Task instructions:
Rewrite the items below, replacing "single spaces throughout" with "one space between tokens" and leaving everything else unchanged, and omit the pictures from your answer.

Material for the task:
>> start
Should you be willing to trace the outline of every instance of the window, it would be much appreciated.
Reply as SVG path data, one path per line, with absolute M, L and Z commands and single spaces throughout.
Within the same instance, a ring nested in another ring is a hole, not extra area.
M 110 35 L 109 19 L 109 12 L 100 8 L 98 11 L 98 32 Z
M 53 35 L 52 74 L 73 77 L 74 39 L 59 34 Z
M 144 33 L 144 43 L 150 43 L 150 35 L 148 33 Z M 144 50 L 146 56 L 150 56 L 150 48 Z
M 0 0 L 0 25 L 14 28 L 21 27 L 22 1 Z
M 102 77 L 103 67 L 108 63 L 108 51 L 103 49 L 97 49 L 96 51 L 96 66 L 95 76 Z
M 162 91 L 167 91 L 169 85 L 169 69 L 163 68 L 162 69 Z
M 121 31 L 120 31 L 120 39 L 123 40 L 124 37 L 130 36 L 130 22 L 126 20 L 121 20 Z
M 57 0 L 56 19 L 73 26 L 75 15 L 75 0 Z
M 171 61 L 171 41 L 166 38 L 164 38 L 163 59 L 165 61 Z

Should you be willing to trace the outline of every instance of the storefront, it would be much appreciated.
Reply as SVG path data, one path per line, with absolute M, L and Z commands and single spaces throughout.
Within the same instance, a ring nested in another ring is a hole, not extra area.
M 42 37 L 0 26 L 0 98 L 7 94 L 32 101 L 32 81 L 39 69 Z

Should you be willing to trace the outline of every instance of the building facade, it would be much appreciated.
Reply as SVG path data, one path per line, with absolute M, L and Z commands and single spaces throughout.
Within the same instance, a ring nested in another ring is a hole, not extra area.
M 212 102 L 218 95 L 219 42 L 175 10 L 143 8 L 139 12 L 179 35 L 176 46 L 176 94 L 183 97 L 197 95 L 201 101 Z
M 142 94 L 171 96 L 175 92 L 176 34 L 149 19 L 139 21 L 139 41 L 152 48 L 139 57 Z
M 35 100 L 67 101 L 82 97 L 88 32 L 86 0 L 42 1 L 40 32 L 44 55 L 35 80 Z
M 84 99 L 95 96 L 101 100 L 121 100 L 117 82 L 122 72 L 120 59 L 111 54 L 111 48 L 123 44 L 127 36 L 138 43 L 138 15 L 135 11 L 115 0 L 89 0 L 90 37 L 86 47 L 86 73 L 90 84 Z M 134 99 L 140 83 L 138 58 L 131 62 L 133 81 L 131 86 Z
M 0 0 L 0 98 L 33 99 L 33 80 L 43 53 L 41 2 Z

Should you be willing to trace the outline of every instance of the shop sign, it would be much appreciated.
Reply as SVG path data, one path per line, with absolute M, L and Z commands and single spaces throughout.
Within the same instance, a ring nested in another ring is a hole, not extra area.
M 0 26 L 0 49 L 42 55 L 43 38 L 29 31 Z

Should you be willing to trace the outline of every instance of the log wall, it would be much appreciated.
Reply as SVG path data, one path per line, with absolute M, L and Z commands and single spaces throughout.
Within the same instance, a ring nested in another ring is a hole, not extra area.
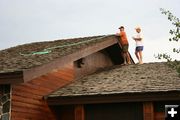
>> end
Answer to the exercise:
Should you be willing to trace the outline of every instance of the window, it would be much appreciated.
Reply as SVG path data, one path per line, with absolute M, L and Z commands and one space between tokens.
Within the same instance, a ring nested in another ring is a hole, not extra area.
M 110 35 L 109 19 L 109 12 L 100 8 L 98 11 L 98 32 Z
M 53 35 L 52 74 L 73 77 L 74 39 L 59 34 Z
M 144 33 L 144 43 L 150 43 L 150 35 L 148 33 Z M 144 50 L 146 56 L 150 56 L 150 48 Z
M 0 0 L 0 25 L 14 28 L 21 27 L 22 1 Z
M 102 77 L 103 67 L 108 63 L 108 51 L 103 49 L 97 49 L 96 51 L 96 66 L 95 76 Z
M 162 91 L 167 91 L 169 85 L 169 69 L 163 68 L 162 69 Z
M 121 31 L 120 31 L 120 39 L 123 40 L 124 37 L 130 36 L 130 22 L 126 20 L 121 20 Z
M 57 0 L 56 19 L 73 26 L 75 15 L 75 0 Z
M 171 61 L 171 41 L 166 38 L 164 38 L 163 59 L 165 61 Z

Should you be willing to trace the outline of every instance of the storefront, it would be much appreciated.
Reply as SVG path data, one path per line, with absolute M, L and Z commands and one space between tokens.
Within the same instance, a ring nested in another ring is a hole, not extra area.
M 42 37 L 0 26 L 0 98 L 7 94 L 32 101 L 32 81 L 39 69 Z

Should you be willing to trace the outline of every instance of the building facade, it would be much appreciated.
Reply as SVG path data, one path per line, with absolute M, L and Z commands and one space between tokens.
Within the same instance, a ring nested in another ring is a hole, not extra area.
M 212 102 L 218 95 L 219 42 L 175 10 L 143 8 L 139 12 L 179 35 L 176 46 L 176 94 L 183 97 L 197 95 L 201 101 Z
M 142 94 L 171 96 L 175 92 L 176 34 L 149 19 L 139 21 L 139 41 L 152 48 L 139 57 Z
M 35 100 L 67 101 L 82 97 L 88 32 L 86 0 L 42 1 L 40 32 L 44 55 L 35 80 Z
M 84 99 L 95 96 L 101 100 L 121 100 L 117 82 L 122 72 L 120 59 L 111 54 L 111 48 L 123 44 L 127 36 L 138 43 L 138 15 L 135 11 L 115 0 L 89 0 L 90 37 L 86 47 L 86 73 L 90 84 Z M 134 99 L 140 83 L 138 58 L 131 62 L 133 81 L 131 86 Z
M 0 0 L 0 98 L 33 99 L 33 80 L 43 53 L 41 2 Z

Should you be willing to trace the outline of every instance of the shop sign, it would be much appreciated.
Reply as SVG path data, one path per line, with absolute M, L and Z commands and one space between tokens.
Within the same instance, a ring nested in another ring is a hole, not extra area.
M 0 26 L 0 49 L 42 55 L 43 38 L 29 31 Z

Should you be willing to trace the outline of every instance of the log wall, it would be much appreciated.
Reply as SVG path data, one path per line, with absolute M, L and Z commands and one space between tokens.
Within the same instance, a ring nested in another ring is a hole, not extra area.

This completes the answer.